Reproduce every one of the entries below word for word, leaving out the pictures.

BEGIN

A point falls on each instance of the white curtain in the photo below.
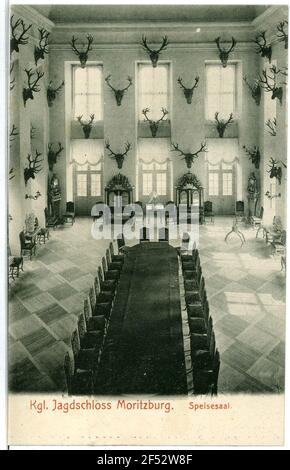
(222, 150)
(153, 150)
(87, 151)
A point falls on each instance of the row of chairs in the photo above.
(88, 339)
(205, 357)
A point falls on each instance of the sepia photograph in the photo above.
(147, 177)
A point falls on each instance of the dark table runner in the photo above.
(144, 353)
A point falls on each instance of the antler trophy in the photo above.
(272, 126)
(42, 47)
(188, 156)
(119, 93)
(119, 157)
(15, 42)
(33, 86)
(282, 35)
(223, 53)
(33, 167)
(87, 126)
(275, 170)
(154, 124)
(254, 155)
(264, 49)
(83, 56)
(277, 91)
(188, 92)
(221, 125)
(154, 54)
(256, 91)
(52, 155)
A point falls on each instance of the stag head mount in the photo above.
(270, 83)
(275, 171)
(119, 157)
(188, 156)
(33, 167)
(188, 92)
(282, 34)
(271, 125)
(42, 48)
(32, 84)
(86, 125)
(51, 93)
(18, 31)
(154, 124)
(254, 155)
(119, 93)
(154, 54)
(224, 53)
(221, 124)
(255, 89)
(264, 49)
(53, 154)
(82, 55)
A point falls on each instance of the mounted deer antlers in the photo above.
(282, 35)
(154, 54)
(264, 49)
(221, 125)
(254, 155)
(83, 56)
(119, 157)
(189, 157)
(42, 47)
(272, 126)
(51, 92)
(256, 91)
(223, 53)
(277, 91)
(188, 92)
(33, 167)
(33, 86)
(275, 170)
(119, 93)
(87, 126)
(52, 155)
(154, 124)
(15, 42)
(13, 134)
(12, 81)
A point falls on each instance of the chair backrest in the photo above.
(104, 265)
(208, 206)
(81, 326)
(70, 206)
(120, 240)
(68, 370)
(240, 206)
(92, 298)
(75, 342)
(87, 311)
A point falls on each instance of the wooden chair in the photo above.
(26, 246)
(208, 211)
(84, 359)
(79, 382)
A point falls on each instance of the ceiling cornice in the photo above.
(30, 14)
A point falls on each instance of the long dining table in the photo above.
(144, 352)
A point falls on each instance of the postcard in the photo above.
(147, 174)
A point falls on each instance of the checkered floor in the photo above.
(245, 287)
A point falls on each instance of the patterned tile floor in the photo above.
(245, 287)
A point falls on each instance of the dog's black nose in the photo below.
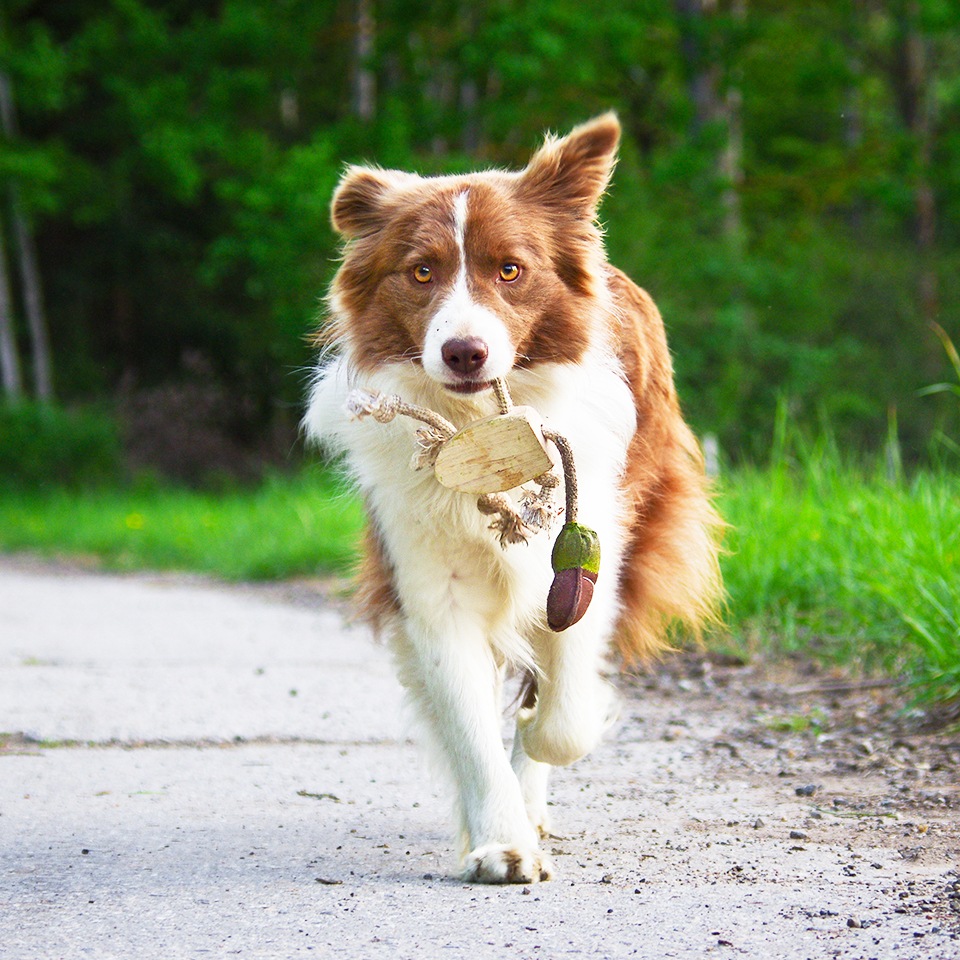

END

**Task result**
A point falls on each instance of the white curtain in the photo below.
(222, 150)
(153, 150)
(87, 151)
A point falls on each instance of the row of chairs in the photo above.
(88, 339)
(205, 357)
A point falls on each instance of the sepia photograph in the photo above.
(147, 177)
A point falls on each instance of the dark table runner in the photo above.
(144, 353)
A point falls on each instance of the antler trophy in the photo above.
(272, 126)
(42, 47)
(188, 156)
(119, 93)
(119, 157)
(15, 42)
(33, 86)
(282, 35)
(223, 53)
(33, 167)
(87, 126)
(275, 170)
(154, 124)
(254, 155)
(264, 49)
(83, 56)
(277, 91)
(188, 92)
(221, 125)
(154, 54)
(256, 91)
(52, 155)
A point falls on each instance of the stag head mount in the photo above.
(270, 83)
(275, 171)
(119, 157)
(188, 156)
(33, 167)
(188, 92)
(282, 34)
(271, 125)
(42, 48)
(32, 84)
(86, 125)
(51, 93)
(18, 31)
(154, 124)
(254, 155)
(119, 93)
(154, 54)
(224, 53)
(221, 124)
(255, 89)
(264, 49)
(53, 154)
(82, 55)
A point falls on each instance of the mounted deer antlers in the photo above.
(282, 35)
(154, 54)
(264, 49)
(221, 125)
(254, 155)
(83, 56)
(119, 157)
(189, 157)
(42, 47)
(272, 126)
(51, 92)
(256, 91)
(223, 53)
(277, 91)
(188, 92)
(33, 167)
(33, 86)
(275, 170)
(119, 93)
(87, 126)
(52, 155)
(154, 124)
(15, 42)
(13, 134)
(12, 81)
A point falls on each instance of the chair backrest in the photo above.
(104, 265)
(208, 206)
(81, 326)
(70, 206)
(120, 240)
(68, 370)
(240, 206)
(92, 298)
(75, 342)
(87, 311)
A point falls on each instance of the wooden chair in the photo above.
(26, 246)
(208, 211)
(84, 359)
(79, 382)
A point falls on each instance of the ceiling cornice in the photo above.
(30, 14)
A point falls on each instance of the long dining table in the photo above.
(144, 352)
A point falls on each instance of the postcard in the photo above.
(147, 174)
A point falls on each instance of the checkered floor in the photo above.
(245, 287)
A point falls on each instance of the patterned tile floor in the photo above.
(245, 287)
A point falls on each instance of the dog's black nose in the photo below.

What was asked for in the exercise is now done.